Problems and tasks:
a - Write out the passage of the interview starting with "KV: Most of" and going on through "treat a death?".
b - In the interview, where does KV want to shoot the thesis film?

Excerpt:
>>>>>
It was my first major short movie (I had made a few class assignments before) and I believe the fact that I finished shooting it was the most satisfying part, especially considering the challenges.
NYFA: As writer, director, and producer for this film, what are you hoping the audience will understand or perhaps empathize with after watching Tehravin?
KV: The pain of the end of a relationship is akin to the death of a person. If we mourn the death of a relationship like we would mourn the death of a person, we should have the ability to emerge a stronger person at the end of the mourning period.
The film also has no dialogue and is reliant on visuals and background music to tell my story. I hope the audience is able to relate to the pain of the protagonist and also learn that there is always light at the end of the tunnel, you just need to work your way towards it. There are some subtle nuances that I’ve tried to bring out through the visuals and the acting, and I hope the audience is able to get them.
NYFA: Can you tell us more about the New York Lift-Off Film Festival?
KV: The Lift-Off Global Network is an organization encompassing worldwide live screening events, distribution initiatives, a seasonal awards ceremony, and an ever growing and active Network of indie film creators.
The Lift-Off Season Awards is an annual event which celebrates the very best of indie film. Following each Lift-Off film festival, films which have excelled in their respective category are nominated and invited to attend the prestigious Lift-Off Season Awards, culminating at the end of the Lift-Off season.
Each year the Lift-Off Global Network of film festivals screen hundreds of incredible films from a diverse range of artists with huge talent that deserves recognition. Throughout the year, they aim to discover and publicize the very best of this pool of talent and give those filmmakers the recognition they deserve.
In addition to being selected for the New York Lift-Off Film Festival, I also recently got selected for the IndieFEST Film Awards.
NYFA: Do you have any other projects in the works?
KV: I am currently working on my thesis film. It is, once again, a very sensitive film and is about child labour and helping poor children have access to education. I have locked my screenplay and look book for the film. I would start shooting it once we are out of quarantine and are allowed to shoot again as I would like to shoot the film in India.
NYFA: What are some personal elements that you like to include in your stories as a filmmaker?
KV: Most of my stories are about sensitive topics and about human connection. The thing that attracts me most about an idea is the “what if” part. For example: What if a person who has recently gone through a divorce treats the end of a relationship like he would treat a death?
<<<<<
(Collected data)
>>>>>
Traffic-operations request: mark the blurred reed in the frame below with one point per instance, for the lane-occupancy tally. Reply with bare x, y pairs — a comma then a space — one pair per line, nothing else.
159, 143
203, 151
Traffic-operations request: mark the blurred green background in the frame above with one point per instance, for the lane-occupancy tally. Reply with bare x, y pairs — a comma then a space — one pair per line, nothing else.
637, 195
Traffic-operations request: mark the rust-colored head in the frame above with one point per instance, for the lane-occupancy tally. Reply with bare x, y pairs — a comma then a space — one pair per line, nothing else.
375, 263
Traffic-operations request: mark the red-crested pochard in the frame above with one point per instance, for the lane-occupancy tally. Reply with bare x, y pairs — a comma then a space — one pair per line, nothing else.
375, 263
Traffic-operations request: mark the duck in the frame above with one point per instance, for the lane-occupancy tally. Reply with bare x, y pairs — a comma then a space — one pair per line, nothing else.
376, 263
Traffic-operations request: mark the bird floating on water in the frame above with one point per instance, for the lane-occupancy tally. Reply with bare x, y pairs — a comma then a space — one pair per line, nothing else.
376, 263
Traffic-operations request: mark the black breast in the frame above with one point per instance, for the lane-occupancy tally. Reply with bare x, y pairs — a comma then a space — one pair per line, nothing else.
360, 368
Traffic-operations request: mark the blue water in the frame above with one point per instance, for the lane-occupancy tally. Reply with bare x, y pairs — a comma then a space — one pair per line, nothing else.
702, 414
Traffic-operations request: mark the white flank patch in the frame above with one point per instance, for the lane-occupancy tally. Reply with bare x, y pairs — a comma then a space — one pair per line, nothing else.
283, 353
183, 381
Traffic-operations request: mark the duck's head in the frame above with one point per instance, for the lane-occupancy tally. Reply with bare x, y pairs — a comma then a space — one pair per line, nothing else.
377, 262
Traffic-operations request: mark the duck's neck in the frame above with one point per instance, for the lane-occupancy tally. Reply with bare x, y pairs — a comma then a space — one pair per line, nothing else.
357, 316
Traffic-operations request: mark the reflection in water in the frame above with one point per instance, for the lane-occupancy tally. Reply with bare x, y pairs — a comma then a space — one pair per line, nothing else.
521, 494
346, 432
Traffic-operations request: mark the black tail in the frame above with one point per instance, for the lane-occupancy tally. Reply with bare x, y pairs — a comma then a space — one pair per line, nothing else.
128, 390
<<<<<
>>>>>
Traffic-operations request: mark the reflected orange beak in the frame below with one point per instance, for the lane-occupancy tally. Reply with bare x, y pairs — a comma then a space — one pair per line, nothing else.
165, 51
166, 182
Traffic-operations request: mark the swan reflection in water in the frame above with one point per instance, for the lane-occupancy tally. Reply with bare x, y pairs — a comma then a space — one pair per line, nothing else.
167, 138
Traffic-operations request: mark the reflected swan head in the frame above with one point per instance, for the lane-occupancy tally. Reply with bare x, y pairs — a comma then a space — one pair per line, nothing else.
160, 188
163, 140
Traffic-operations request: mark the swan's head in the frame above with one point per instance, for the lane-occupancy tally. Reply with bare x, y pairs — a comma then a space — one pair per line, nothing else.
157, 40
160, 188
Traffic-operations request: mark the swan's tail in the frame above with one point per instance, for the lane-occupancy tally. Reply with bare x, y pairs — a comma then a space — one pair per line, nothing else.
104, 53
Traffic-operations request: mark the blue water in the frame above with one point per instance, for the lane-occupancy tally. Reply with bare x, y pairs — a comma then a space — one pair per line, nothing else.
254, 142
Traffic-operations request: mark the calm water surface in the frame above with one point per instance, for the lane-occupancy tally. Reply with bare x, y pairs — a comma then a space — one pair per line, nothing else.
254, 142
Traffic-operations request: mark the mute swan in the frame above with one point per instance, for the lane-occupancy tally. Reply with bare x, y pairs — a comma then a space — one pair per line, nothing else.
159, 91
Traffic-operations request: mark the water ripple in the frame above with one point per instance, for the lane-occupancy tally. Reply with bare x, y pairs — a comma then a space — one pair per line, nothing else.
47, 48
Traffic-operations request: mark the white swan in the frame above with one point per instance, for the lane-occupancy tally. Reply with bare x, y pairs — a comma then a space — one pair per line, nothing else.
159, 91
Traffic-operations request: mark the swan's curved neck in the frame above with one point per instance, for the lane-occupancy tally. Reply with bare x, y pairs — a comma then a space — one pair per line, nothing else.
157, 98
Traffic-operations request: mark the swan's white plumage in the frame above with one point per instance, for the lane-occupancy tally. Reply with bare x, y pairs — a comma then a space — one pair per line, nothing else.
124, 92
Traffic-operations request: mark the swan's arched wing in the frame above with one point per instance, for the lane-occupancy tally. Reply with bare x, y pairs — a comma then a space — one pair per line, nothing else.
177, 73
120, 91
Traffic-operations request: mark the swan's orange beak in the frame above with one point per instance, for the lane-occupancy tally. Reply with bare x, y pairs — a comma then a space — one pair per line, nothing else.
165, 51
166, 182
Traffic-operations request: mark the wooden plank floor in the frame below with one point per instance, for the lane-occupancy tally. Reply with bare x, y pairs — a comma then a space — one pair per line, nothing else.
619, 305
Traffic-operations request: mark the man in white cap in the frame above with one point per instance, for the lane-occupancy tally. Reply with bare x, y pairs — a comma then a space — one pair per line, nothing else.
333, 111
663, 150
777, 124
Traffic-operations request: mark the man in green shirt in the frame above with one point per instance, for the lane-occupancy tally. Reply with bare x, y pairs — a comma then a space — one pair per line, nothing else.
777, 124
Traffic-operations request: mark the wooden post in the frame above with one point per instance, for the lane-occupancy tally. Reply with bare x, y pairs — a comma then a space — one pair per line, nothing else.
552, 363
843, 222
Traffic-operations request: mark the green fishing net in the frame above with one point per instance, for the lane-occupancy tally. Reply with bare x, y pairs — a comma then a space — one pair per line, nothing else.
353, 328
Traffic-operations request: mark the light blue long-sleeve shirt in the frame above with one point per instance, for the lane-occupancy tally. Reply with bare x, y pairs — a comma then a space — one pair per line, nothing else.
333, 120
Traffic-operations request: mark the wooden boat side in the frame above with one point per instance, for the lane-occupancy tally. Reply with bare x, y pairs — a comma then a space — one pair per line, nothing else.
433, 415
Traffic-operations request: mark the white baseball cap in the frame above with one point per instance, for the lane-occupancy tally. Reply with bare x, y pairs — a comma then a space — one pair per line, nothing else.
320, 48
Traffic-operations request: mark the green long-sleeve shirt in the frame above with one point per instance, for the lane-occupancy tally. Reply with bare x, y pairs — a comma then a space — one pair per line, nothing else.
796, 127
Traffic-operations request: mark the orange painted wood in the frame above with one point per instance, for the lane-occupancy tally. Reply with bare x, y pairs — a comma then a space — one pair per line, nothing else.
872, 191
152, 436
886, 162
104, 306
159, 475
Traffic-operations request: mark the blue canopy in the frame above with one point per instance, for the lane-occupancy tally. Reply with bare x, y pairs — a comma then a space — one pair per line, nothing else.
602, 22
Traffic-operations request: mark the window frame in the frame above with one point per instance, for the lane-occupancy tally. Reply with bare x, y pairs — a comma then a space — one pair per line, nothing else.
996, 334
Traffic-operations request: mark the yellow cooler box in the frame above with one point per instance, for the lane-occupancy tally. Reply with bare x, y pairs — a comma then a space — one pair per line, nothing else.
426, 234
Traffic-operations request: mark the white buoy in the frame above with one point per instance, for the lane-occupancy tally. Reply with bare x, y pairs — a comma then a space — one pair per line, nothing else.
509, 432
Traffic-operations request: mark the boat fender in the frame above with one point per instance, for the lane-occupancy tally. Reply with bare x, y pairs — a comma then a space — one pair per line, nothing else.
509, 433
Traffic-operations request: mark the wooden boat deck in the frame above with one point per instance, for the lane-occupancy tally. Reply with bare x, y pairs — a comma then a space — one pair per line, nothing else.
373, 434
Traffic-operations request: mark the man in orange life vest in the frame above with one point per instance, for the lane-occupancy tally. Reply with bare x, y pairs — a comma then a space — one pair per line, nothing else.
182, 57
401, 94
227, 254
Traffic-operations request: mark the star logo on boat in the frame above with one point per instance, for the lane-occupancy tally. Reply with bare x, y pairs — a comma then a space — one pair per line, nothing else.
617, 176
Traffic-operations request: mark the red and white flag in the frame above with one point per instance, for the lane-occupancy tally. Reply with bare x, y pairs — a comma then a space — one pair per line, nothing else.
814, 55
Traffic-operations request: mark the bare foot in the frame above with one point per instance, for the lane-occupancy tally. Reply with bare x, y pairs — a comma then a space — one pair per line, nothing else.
<<<<<
Solutions in order:
a -
KV: Most of my stories are about sensitive topics and about human connection. The thing that attracts me most about an idea is the “what if” part. For example: What if a person who has recently gone through a divorce treats the end of a relationship like he would treat a death?

b - In India.